**GOAL A**
Extract every line of the records that contains the string "blurred", matching case exactly.

**QUOTED PASSAGE**
┌──
Title: 0.7 loss is 1/2 stop; two factors of 0.7 is about 1/2, or 1-stop
Post by: BJL on November 10, 2010, 11:34:16 am
Thanks for that document. BTW, 70% is 1/3rd of a stop loss if I'm not mistaken. However, the way I interpret that figure 6 on page 15 is that they're talking about full diagonal performance.
A few comments.

1. Stops are a logarithmic/power scale, so 70% is half a stop (as 50% is one stop). A one stop decrease in illumination is a factor of 1/2 in light, so a half stop increase is the square root of that, or sqrt(0.5) or about 0.7.

2. The caption says that these are measurements at the center of the sensor:
"Normalized Angle QE at the center of the sensor under green LED illumination."
With low f-stops, there is a reduced sensitivity to light at the outside edges of the broad light cone everywhere, though the problem gets worse towards the edges. So correcting for the part of the sensitivity loss experienced everywhere including at the center while leaving the additional off-center effect to lost-processing correction makes sense.
└──
**STORED ROWS**
┌──
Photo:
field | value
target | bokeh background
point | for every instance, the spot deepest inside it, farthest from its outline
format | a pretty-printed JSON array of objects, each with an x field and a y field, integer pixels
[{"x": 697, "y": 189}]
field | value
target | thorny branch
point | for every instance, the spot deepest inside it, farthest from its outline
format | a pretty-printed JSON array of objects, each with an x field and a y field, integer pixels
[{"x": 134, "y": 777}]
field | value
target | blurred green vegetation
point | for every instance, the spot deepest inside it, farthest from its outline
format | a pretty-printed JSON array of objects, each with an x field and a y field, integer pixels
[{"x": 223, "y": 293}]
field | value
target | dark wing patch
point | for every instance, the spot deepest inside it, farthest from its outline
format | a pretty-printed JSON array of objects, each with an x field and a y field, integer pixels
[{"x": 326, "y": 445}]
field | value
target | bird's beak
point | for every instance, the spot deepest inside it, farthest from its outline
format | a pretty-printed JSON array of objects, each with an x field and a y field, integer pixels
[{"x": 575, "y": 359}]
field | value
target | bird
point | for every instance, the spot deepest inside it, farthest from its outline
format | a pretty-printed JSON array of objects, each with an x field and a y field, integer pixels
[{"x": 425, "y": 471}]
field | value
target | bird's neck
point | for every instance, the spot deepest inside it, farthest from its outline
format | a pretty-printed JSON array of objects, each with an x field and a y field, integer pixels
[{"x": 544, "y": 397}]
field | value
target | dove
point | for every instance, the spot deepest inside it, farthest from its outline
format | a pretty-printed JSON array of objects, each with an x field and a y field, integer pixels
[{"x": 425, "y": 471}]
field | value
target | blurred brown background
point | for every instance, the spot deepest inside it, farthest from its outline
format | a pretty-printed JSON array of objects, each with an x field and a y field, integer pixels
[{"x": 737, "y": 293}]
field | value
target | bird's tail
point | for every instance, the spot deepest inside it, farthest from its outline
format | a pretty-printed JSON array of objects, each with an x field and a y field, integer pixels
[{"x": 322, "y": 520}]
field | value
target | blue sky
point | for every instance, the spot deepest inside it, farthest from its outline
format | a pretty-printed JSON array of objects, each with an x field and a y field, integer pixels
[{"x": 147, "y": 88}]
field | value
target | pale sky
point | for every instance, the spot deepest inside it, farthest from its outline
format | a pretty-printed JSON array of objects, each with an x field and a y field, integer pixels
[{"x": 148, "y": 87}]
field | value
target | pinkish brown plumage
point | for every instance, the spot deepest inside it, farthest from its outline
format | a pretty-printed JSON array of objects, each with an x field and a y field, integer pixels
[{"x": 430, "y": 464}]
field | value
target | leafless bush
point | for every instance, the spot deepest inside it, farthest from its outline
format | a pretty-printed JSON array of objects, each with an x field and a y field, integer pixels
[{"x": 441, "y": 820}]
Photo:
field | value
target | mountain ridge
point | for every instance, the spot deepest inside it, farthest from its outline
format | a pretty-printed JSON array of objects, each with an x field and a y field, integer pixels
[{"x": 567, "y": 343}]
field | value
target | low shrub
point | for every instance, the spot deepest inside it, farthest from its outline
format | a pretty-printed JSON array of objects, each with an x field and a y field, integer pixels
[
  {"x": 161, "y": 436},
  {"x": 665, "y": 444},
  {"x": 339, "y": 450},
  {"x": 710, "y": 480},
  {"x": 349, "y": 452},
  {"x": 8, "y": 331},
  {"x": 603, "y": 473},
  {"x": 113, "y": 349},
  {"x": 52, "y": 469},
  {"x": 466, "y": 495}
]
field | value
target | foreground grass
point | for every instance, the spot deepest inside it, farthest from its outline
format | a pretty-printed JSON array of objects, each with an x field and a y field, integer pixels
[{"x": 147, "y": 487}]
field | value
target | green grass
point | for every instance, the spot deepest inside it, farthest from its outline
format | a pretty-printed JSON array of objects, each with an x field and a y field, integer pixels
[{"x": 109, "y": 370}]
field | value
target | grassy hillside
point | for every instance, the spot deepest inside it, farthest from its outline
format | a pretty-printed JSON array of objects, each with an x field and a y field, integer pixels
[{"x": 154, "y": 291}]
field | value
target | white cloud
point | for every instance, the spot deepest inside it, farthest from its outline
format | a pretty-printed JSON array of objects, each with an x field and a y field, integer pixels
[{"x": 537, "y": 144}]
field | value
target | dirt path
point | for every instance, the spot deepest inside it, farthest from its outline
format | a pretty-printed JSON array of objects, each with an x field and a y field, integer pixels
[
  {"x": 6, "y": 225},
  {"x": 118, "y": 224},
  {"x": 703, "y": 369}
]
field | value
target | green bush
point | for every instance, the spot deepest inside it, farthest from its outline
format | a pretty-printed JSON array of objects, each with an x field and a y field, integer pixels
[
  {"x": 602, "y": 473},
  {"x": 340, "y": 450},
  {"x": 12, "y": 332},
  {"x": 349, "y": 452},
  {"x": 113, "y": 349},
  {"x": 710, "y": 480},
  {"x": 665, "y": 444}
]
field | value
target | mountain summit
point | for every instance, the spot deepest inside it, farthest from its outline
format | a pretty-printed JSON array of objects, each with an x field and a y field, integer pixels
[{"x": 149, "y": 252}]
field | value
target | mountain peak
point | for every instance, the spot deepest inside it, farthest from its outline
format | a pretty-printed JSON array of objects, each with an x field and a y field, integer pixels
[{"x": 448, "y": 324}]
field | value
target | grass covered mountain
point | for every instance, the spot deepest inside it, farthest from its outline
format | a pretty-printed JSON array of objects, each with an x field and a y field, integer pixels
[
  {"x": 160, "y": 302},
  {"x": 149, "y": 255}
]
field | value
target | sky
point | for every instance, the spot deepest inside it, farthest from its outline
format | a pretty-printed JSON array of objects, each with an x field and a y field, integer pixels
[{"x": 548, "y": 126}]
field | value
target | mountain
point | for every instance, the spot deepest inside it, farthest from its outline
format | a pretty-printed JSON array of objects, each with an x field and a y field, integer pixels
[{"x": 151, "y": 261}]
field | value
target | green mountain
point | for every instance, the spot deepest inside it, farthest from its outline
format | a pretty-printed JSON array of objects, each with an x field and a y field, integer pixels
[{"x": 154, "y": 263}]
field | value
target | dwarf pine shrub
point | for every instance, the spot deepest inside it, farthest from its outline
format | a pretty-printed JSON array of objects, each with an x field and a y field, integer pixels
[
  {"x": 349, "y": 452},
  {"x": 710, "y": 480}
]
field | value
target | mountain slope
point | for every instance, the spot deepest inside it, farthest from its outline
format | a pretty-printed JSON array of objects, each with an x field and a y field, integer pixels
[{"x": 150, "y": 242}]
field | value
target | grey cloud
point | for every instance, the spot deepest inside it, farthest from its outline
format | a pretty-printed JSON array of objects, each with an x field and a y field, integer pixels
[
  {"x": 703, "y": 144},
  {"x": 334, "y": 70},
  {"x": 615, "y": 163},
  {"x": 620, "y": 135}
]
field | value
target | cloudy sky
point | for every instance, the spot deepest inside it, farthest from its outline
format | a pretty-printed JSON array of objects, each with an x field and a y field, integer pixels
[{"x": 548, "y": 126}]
└──
**GOAL B**
According to the caption quoted in the forum post, where on the sensor were the measurements taken?

**OUTPUT A**
target | blurred green vegetation
target | blurred brown background

**OUTPUT B**
At the center of the sensor.